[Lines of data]
········

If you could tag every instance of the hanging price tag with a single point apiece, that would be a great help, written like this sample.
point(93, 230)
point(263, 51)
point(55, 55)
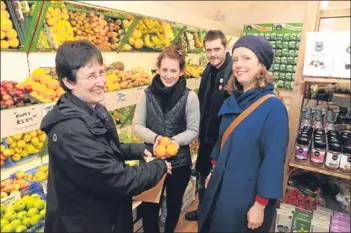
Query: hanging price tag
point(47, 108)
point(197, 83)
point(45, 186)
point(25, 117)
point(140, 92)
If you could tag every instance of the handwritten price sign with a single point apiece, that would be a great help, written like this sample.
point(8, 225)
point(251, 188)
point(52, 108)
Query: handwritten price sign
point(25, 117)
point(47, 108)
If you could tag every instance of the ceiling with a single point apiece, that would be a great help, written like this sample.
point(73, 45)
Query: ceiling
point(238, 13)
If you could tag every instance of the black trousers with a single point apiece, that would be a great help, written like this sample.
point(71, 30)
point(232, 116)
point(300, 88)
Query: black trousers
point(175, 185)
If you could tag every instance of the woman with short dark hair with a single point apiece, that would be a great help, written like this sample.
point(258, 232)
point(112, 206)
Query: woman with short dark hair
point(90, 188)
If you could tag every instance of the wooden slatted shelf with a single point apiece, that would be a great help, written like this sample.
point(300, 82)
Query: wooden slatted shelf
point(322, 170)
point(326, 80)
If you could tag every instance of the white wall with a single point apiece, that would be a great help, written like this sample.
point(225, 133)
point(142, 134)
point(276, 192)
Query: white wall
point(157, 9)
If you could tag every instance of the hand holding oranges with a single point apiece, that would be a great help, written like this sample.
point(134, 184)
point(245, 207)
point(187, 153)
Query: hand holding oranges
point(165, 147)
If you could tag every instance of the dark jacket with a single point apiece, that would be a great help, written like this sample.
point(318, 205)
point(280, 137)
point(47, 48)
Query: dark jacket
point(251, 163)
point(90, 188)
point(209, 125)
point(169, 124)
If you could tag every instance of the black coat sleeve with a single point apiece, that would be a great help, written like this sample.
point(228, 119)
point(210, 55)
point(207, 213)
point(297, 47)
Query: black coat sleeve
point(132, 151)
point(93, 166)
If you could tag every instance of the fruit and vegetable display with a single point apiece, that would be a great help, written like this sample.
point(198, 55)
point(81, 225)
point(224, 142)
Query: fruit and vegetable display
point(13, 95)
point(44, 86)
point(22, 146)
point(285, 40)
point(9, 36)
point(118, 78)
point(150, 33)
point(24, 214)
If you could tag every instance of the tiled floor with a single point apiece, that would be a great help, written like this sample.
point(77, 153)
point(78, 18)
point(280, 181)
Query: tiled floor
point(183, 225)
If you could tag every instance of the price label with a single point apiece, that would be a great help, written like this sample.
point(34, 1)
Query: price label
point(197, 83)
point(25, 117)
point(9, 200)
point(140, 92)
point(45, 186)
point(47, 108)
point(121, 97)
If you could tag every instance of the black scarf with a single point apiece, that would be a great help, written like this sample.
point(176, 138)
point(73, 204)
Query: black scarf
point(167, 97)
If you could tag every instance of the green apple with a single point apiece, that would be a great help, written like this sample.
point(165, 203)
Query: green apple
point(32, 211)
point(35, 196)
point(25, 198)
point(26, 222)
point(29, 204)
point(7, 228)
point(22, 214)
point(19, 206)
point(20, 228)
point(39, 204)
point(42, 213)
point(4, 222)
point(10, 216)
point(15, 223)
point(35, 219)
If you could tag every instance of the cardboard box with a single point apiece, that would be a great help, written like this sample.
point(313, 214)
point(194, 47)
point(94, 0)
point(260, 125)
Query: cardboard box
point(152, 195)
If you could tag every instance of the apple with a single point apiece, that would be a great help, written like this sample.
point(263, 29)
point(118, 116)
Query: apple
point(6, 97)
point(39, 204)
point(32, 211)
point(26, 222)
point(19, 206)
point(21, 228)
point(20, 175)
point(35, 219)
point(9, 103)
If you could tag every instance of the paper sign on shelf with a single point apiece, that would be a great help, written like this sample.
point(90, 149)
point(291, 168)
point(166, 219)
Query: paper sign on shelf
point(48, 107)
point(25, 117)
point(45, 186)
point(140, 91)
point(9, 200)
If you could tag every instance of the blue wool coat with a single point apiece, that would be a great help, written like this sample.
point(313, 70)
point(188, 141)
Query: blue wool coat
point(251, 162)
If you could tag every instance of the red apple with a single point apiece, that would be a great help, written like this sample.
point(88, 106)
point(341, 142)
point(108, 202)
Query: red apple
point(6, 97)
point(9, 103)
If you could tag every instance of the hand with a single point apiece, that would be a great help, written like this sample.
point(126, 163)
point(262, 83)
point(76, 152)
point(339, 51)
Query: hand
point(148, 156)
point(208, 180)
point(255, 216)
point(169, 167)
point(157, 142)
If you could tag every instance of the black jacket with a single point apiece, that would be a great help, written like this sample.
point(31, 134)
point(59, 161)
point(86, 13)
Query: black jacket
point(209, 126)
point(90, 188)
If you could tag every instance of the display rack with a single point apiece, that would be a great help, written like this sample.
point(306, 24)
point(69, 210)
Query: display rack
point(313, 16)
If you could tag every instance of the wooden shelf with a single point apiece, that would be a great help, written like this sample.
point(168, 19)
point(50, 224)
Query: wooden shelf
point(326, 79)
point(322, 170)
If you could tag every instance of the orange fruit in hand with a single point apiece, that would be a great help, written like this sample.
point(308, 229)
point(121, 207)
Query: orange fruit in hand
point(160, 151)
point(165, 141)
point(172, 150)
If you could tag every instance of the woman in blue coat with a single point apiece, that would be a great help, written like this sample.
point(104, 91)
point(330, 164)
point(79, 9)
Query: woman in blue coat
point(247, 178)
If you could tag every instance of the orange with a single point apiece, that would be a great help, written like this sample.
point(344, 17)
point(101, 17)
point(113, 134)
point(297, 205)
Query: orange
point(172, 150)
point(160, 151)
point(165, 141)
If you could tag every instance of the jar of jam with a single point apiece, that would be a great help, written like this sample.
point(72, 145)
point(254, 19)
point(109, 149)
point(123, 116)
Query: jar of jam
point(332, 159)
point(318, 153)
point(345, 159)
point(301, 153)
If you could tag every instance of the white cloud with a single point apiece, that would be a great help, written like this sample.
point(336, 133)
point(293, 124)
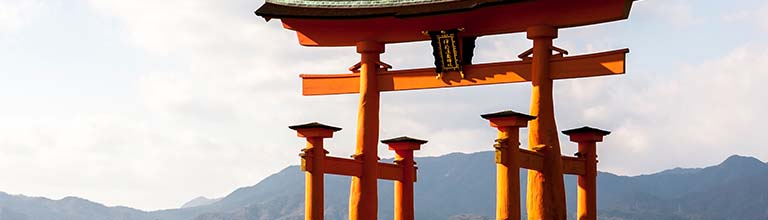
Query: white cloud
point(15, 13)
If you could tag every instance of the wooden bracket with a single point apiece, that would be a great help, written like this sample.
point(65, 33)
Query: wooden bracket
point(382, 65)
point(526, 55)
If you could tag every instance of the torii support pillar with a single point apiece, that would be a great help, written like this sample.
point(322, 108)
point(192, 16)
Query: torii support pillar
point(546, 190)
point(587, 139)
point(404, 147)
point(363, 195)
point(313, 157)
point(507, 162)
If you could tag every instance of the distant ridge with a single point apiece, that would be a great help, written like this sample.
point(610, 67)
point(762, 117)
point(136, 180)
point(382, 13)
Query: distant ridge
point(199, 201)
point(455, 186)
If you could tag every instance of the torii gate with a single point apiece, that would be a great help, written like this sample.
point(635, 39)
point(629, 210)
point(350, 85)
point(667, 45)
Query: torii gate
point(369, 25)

········

| The request |
Rewrite the records starting at the line that contains "If you could tag every instance of the wooden bracket" and ending at the last line of the records, keeping every line, requests included. Increase each answer coordinate by 93, and leave the requests and their sample points unchanged.

| Solution to this exercise |
If you could tag every instance of the wooden bracket with a single point apiece, that would be a great help, written like this sample.
point(65, 33)
Query: wooden bracket
point(475, 158)
point(619, 148)
If you could tag every instance of the torii support pillar with a single point apiece, that would be a great help, written like this sample.
point(322, 108)
point(192, 16)
Query: torii support pillar
point(639, 283)
point(680, 232)
point(497, 240)
point(456, 288)
point(406, 250)
point(600, 255)
If you could tag every instance of the distant ridge with a single point apiece, that would be a great help, written like this sample.
point(610, 67)
point(762, 117)
point(136, 180)
point(382, 13)
Query: distant ridge
point(292, 294)
point(548, 279)
If you could tag every instance of the torii gate with a single point apiece, that would be a great help, written like this sample.
point(635, 39)
point(629, 210)
point(350, 85)
point(667, 45)
Query: torii gate
point(462, 118)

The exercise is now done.